• **EXTRACT TO READ**
As integrative practitioners have been saying, a holistic approach to pain is the answer to the opioid crisis, especially for low-income and at-risk patients. A new study give these ideas merit. A program offering group support, acupuncture, mindfulness, massage and gentle exercise may help prevent patients on prescription opioids from spiraling down to drug misuse, overdose and death, according to a study led by researchers at UCSF.
The study, published Feb. 20, 2019, in the Journal of General Internal Medicine, tracked the impact of a program for low-income, at-risk patients with chronic pain at Tom Waddell Urban Health Clinic, in San Francisco’s Tenderloin neighborhood, a public health facility where UCSF medical students are trained and mentored.
“Opioids are often prescribed to patients with moderate-to-severe pain from chronic health conditions, or for pain following injury or surgery,” said first author Maria T. Chao, DrPH, MPA, of the UCSF Osher Center for Integrative Medicine. “Because of the potential dangers of opioid use, we wanted to see if a multimodal, non-pharmacological program could decrease pain levels and stabilize prescription opioid use in vulnerable patients with high rates of pain and barriers to care.”
The study compared 41 participants who had been on prescription drugs such as hydrocodone, oxycodone and methadone for at least three months with 20 other would-be participants who expressed interest in the program. The researchers found a 12 percent drop in pain intensity in the study participants, compared with no change in pain among the comparison group.
The Integrative Pain Management Program (IPMP) consists of a core 12-week program centered around a weekly “home group” that provides education on the biopsychosocial model of pain and multimodal treatments, physical movement, mindfulness training, and peer support.
Boosting Pain Self-Efficacy
The most notable improvement was a 22 percent boost in “pain self-efficacy,” a patient’s ability to manage and function in their daily life despite their pain, said Chao, who also works at Zuckerberg San Francisco General Hospital and Trauma Center. This compares with a decline among the control group.
After completion of the three-month program, patients continued to have access to weekly groups offering the same services. Opioid prescription use remained consistent during the program and dipped slightly three months later.
“We’re not claiming the program is a panacea to the opioid crisis,” said Chao. “We’re trying to broaden treatment options for safe pain management. Doctors, especially in primary care, are under tremendous pressure to taper opioids, but they have a limited toolbox of options to alleviate their patients’ pain.”
“The framework for treatment of chronic pain is a biopsychosocial model,” said senior author Barbara Wismer, MD, MPH, previously of the San Francisco Department of Public Health and the UCSF Department of Family and Community Medicine “This posits there are physical factors that lead to chronic pain, such as tissue injury, but the patient’s psychosocial state, such as thoughts, emotions and behavior contribute greatly.”
Characteristics of the 41 participants included disability (76 percent), unstable, transitional or room-rental accommodation (46 percent) and post-traumatic stress disorder (37 percent). All 41 had an annual income of less than $35,000 and many reported risks of “problematic substance use” that caused health, financial, legal or social problems.
“Treatments such as acupuncture and massage are not always available to those of lesser means,” said Chao. “We found that patients with complex lives and limited income can really benefit from this integrative approach. We are very committed to broadening these types of treatment options for all.”
National drug overdose deaths involving prescription opioids rose from 3,442 in 1999 to 17,029 in 2017, according to the Centers for Disease Control and Prevention. This compares to 15,482 overdose deaths in 2017 involving heroin.

(Dataset entries)

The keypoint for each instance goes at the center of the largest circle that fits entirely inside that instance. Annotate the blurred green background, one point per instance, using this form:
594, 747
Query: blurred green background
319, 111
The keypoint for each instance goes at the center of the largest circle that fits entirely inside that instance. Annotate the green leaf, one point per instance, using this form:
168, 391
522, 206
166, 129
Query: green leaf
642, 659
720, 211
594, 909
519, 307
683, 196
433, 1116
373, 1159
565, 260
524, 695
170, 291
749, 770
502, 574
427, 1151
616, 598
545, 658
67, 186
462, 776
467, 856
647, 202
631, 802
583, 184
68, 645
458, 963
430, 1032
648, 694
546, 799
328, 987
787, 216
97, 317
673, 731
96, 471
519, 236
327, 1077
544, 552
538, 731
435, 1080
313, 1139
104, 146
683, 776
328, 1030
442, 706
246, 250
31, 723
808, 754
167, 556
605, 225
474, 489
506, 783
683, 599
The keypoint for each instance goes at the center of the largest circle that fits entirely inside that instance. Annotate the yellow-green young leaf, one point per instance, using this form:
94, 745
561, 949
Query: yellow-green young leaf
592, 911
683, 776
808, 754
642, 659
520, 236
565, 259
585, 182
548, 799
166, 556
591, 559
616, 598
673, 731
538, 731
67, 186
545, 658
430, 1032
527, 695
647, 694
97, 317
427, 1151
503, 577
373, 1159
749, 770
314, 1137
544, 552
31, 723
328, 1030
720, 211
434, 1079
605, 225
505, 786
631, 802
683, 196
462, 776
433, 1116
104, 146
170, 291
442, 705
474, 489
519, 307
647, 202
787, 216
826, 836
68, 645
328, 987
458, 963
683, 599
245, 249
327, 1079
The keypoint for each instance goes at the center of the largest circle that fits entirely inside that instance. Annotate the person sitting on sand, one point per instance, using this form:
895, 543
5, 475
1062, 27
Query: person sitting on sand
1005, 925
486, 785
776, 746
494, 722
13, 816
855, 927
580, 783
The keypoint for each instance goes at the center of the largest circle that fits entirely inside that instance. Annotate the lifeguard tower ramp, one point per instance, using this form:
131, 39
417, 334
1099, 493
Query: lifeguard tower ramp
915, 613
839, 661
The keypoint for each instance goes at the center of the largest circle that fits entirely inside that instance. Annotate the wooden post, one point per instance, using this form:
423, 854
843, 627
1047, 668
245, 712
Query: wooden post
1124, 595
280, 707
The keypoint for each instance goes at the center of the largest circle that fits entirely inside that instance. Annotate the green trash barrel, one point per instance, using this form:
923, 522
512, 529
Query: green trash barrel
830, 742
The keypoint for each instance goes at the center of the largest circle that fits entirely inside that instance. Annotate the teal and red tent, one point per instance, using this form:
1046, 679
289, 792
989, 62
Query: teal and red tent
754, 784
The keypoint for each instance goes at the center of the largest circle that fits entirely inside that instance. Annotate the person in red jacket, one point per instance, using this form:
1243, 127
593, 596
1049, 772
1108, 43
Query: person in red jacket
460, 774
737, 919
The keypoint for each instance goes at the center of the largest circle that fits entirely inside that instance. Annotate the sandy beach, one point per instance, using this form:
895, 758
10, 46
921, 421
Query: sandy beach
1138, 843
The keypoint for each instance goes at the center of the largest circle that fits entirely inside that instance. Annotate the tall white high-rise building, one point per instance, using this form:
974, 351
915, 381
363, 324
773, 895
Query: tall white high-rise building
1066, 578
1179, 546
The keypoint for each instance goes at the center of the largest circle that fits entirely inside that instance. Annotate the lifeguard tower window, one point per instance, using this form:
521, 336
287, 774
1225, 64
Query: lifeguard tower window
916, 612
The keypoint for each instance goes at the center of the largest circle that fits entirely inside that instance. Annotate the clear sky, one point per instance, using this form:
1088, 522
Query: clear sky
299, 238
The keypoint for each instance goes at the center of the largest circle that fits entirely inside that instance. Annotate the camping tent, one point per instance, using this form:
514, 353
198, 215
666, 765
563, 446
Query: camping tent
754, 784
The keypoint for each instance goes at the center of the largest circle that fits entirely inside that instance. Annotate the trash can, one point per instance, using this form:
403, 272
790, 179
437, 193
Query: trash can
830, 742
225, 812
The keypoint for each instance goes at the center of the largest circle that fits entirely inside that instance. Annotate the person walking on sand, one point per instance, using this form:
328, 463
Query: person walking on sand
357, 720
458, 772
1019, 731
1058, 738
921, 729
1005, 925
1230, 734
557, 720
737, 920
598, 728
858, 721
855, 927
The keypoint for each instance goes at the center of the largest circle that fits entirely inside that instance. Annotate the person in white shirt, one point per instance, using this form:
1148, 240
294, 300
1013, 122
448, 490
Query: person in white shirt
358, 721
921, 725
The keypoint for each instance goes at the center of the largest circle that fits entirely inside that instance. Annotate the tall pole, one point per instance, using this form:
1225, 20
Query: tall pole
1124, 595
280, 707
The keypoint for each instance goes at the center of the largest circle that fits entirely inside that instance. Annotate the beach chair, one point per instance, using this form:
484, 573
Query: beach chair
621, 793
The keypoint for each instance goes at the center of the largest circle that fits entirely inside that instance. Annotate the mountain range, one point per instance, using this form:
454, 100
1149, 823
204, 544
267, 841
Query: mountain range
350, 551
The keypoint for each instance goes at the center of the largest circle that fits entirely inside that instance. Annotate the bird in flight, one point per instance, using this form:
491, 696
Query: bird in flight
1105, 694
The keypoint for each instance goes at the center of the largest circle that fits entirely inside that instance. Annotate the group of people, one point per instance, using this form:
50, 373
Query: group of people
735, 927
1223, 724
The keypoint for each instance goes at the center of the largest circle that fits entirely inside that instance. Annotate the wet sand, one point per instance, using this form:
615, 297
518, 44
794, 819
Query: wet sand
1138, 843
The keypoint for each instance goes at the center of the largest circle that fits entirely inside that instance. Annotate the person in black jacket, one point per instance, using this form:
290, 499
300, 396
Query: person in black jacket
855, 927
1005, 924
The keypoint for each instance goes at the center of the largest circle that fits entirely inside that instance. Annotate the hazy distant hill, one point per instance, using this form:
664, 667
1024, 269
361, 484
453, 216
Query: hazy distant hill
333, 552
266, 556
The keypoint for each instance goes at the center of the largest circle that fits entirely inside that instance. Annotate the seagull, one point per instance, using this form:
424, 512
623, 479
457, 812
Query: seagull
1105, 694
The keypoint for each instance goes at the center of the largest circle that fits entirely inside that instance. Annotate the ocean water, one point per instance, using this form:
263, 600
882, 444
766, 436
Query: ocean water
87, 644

• **PROBLEM DETAILS**
According to the article on the integrative pain program, why did the researchers decide to study a non-drug program for patients on prescription opioids?

• **RESULT BELOW**
The researchers were concerned about the potential dangers of opioid use. So they wanted to see whether a multimodal, non-pharmacological program could lower pain levels and stabilize prescription opioid use in vulnerable patients with high rates of pain and barriers to care.